>> Start Rows

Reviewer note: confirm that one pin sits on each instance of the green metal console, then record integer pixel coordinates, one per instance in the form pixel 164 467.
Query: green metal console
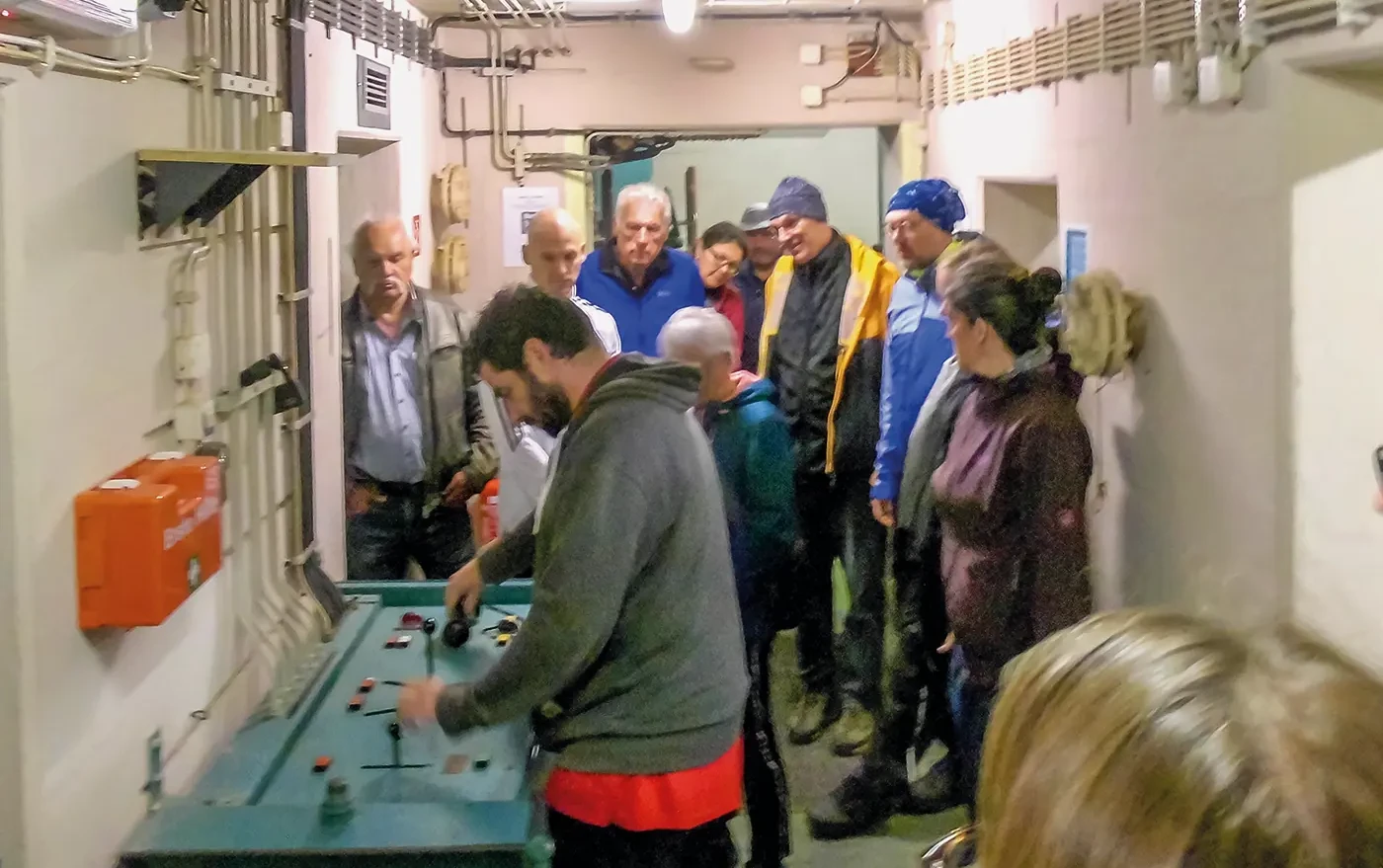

>> End Rows
>> Start Rows

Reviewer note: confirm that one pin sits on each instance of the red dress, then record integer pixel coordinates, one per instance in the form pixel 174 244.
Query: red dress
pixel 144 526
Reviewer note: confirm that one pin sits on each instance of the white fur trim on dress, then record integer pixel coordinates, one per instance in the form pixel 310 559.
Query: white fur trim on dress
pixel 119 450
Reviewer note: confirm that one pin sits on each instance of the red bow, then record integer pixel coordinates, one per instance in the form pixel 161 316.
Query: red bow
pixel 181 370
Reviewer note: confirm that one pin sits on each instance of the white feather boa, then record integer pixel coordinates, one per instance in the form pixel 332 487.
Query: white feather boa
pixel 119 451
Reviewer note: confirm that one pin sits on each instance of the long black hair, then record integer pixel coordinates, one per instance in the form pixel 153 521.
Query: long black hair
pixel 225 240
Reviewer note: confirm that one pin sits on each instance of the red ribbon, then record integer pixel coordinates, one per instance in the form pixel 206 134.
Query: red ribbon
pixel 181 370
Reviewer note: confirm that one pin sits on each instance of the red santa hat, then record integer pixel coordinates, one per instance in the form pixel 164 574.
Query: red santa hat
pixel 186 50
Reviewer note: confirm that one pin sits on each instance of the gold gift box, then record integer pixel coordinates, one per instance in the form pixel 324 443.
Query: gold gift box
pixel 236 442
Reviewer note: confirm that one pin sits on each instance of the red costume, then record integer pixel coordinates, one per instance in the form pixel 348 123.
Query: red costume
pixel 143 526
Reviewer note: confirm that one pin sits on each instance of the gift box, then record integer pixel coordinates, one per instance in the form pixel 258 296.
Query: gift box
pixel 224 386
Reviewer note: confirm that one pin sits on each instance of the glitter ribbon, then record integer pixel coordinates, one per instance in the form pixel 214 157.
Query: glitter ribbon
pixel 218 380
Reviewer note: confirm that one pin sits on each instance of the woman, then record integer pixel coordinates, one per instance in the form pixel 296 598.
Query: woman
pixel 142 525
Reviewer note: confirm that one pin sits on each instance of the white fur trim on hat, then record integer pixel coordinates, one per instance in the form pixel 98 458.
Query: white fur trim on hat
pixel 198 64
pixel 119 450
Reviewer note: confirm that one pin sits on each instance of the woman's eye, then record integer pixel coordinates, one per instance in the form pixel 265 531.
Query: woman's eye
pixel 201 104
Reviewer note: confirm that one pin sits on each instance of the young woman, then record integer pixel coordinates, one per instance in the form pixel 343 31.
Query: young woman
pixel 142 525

>> End Rows

Directions: Reproduce the listing lines above verbatim, starting at the line that contains "pixel 332 487." and ending at the line that contains "pixel 119 451", with both of those lines included.

Worked answer:
Reviewer note: confirm that one pin sits on each instance of the white feather boa, then record integer pixel coordinates, one per instance in the form pixel 332 487.
Query: white feather boa
pixel 119 451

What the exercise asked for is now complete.